──────── Data extracts ────────
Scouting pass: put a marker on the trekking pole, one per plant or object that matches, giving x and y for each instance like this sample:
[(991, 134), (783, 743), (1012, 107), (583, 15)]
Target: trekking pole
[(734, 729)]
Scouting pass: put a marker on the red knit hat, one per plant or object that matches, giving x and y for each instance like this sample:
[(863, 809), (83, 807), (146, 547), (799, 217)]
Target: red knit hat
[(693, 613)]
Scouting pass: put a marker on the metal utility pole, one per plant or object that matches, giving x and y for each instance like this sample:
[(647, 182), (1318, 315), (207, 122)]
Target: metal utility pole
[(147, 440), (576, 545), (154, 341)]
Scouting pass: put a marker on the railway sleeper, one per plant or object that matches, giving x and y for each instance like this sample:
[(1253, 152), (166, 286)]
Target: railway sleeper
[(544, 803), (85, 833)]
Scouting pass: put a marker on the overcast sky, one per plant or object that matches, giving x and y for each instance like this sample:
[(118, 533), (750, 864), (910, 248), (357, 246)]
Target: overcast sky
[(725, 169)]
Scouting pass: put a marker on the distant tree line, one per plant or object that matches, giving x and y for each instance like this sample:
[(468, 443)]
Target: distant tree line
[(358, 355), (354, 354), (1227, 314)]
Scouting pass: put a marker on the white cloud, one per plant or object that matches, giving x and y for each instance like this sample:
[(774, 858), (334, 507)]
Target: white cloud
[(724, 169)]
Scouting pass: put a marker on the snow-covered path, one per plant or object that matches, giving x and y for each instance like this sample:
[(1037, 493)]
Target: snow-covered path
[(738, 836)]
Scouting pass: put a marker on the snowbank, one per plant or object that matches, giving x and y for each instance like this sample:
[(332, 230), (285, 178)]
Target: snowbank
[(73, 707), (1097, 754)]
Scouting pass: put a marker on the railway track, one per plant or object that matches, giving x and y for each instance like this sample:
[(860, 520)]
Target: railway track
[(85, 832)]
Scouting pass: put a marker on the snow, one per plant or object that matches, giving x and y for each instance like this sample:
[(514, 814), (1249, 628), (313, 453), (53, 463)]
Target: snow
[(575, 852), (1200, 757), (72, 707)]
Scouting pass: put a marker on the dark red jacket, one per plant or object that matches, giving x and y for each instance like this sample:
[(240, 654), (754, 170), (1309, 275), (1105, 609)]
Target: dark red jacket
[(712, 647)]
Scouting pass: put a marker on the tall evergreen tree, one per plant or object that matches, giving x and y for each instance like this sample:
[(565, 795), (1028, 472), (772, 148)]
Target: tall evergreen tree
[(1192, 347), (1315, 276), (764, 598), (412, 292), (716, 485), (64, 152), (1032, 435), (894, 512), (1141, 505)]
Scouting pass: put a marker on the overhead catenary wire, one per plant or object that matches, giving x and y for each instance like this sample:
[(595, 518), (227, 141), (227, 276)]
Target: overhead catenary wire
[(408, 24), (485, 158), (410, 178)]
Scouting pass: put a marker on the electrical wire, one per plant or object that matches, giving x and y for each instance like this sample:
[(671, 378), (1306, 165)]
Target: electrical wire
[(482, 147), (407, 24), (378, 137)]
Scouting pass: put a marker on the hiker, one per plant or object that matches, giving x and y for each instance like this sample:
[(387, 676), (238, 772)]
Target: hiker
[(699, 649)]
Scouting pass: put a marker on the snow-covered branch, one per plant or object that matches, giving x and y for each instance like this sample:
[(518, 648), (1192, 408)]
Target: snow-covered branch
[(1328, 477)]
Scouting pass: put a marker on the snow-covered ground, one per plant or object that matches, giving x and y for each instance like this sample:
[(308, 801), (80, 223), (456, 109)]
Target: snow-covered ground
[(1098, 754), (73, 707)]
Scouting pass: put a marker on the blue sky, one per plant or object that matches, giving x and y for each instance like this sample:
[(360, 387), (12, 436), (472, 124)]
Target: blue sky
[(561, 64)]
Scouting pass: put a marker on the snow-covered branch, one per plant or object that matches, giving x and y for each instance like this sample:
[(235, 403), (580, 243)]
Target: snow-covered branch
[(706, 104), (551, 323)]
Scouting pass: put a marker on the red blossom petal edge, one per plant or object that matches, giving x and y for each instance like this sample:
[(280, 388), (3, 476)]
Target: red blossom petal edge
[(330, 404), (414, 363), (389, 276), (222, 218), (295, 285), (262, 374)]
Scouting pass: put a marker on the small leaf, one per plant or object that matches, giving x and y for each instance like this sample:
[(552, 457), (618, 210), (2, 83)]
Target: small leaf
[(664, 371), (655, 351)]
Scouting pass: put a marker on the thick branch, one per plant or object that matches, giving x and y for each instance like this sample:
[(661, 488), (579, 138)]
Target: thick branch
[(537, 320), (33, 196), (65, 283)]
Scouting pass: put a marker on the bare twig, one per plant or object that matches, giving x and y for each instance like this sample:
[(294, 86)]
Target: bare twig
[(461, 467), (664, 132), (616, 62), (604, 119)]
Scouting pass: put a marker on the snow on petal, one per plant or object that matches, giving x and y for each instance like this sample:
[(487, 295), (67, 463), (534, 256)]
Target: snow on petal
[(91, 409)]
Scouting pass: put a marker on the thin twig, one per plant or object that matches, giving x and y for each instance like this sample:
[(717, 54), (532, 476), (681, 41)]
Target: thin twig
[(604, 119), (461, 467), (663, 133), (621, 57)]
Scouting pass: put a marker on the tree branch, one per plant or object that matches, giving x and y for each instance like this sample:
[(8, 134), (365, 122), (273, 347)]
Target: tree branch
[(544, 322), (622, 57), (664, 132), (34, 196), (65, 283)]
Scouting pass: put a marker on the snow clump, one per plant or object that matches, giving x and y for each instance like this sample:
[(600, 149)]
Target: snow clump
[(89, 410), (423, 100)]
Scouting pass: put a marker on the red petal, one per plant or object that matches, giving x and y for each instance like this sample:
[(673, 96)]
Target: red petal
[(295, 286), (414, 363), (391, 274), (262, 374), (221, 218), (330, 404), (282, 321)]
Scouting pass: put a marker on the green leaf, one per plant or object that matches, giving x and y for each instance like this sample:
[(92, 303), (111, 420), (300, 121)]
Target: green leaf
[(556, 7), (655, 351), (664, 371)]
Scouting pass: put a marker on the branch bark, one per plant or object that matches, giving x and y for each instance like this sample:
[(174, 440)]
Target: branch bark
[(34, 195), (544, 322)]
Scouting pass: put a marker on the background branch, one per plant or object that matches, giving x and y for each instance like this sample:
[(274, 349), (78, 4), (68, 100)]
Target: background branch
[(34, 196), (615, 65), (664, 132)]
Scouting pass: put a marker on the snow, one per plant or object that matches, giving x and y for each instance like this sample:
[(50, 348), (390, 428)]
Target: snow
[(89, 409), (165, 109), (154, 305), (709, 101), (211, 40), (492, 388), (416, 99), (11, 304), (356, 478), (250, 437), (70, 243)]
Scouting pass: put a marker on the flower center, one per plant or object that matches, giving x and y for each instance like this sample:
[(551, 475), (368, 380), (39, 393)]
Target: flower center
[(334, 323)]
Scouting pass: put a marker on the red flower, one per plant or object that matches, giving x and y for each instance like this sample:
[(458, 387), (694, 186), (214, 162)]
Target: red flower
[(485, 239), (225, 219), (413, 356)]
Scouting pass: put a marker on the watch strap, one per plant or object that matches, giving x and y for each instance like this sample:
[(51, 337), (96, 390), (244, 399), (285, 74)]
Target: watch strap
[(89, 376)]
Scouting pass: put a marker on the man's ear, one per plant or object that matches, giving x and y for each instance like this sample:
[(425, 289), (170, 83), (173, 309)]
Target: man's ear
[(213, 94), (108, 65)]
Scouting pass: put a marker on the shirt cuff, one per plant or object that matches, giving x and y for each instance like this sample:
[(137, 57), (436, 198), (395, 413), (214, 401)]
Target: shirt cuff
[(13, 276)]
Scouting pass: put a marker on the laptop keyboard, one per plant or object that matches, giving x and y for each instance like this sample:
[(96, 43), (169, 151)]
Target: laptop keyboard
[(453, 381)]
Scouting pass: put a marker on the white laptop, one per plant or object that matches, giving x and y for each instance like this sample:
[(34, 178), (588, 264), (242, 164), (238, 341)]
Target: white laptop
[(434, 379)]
────────
## What you are asked to do
Would you copy out exactly the lines above that start at the one containing "[(51, 337), (96, 390), (244, 399), (285, 74)]" and end at the one containing "[(425, 289), (170, 83), (173, 309)]", inclusive?

## Result below
[(51, 337), (96, 390), (244, 399), (285, 74)]
Target: watch strap
[(89, 376)]
Scouting pass: put a marker on the man's ear, one per plant or object that matches, giving x and y for each instance like this sample:
[(425, 289), (170, 83), (173, 309)]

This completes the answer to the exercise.